> [Excerpt]:
○ ○ ○ ○ ○
Incorporation of an N-methyl Amino Acid into a Template Peptide Alters Anisotropy in the Crystal Growth of Gold Nanoparticles Synthesized by the Peptide Template Method.

Abstract

Gold nanocrystals have unique physicochemical and biocompatible properties, and hold promise for use as catalysts and in the fields of electronics, photonic and/or plasmonic devices, sensing and/or imaging systems, targeted drug delivery, and photothermal therapies. A variety of organic templates have been used to control the size, shape, and structure of gold nanocrystals, and to modify their surfaces. For the control of the shape of gold nanocrystals, we previously designed and synthesized a β-sheet-forming nonapeptide (RU006: Ac- AIAKAXKIA-NH2, X = L-2-naphthylalanine, Nal). A mixture of RU006 and HAuCl4 in water produced ultrathin gold nanoribbons with 50-100 nm wide, several nanometers high, and microns long. The main objective of this study is the control of the nanoribbon crystal growth by designing and synthesizing RU006 analogs containing an N-methyl-L-alanine residue. We report (i) the design and synthesis of four RU006 analogs in which an L-alanine (Ala) at four positions in the RU006 sequence (N-methylated RU006 analogs) is replaced with an N-methyl alanine, (ii) conformational and morphological analyses of the self-assembled Nmethylated RU006 analogs, (iii) gold nanocrystal synthesis by the peptide templating method with N-methylated RU006 analogs, and (iv) the roles of peptide self-assembly in anisotropic gold crystal growth. RU006 with an N-methyl moiety at the center position resulted in flattened/platelet gold nanocrystals. It was also found that decreasing the mole fraction of RU006 in mixtures with Nmethylated RU006 analogs afforded significantly different absorption spectra compared to that obtained using RU006 alone under gold nanocrystal synthesis conditions. We found that morphology of gdd nanocrystals is significantly affected by electron transfer from the naphthalene rings to HAuCl4, accompanied by cross-linking reactions between spatially adjacent naphthalene rings within the hydrophobic cavity of a template assembly.
○ ○ ○ ○ ○
> [What the exercise asks]: According to the abstract, what kind of gold nanocrystals resulted when RU006 carried an N-methyl moiety at the center position?

> [Data provided]:
○ ○ ○ ○ ○
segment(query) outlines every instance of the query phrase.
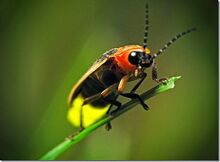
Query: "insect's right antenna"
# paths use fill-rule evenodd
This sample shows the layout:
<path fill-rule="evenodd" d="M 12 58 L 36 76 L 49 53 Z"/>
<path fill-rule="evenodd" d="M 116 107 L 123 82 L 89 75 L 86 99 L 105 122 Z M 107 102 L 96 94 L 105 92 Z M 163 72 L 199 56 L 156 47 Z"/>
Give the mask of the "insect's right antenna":
<path fill-rule="evenodd" d="M 145 6 L 144 43 L 143 43 L 144 50 L 147 47 L 147 37 L 148 37 L 148 28 L 149 28 L 148 24 L 149 24 L 149 20 L 148 20 L 148 4 L 146 3 L 146 6 Z"/>
<path fill-rule="evenodd" d="M 176 40 L 178 40 L 179 38 L 181 38 L 182 36 L 192 32 L 192 31 L 195 31 L 196 28 L 191 28 L 191 29 L 188 29 L 182 33 L 179 33 L 177 34 L 175 37 L 173 37 L 173 39 L 171 39 L 167 44 L 164 45 L 163 48 L 161 48 L 157 53 L 155 53 L 153 55 L 153 59 L 156 58 L 158 55 L 160 55 L 161 53 L 163 53 L 171 44 L 173 44 Z"/>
○ ○ ○ ○ ○
> [Output for this task]: Flattened/platelet gold nanocrystals.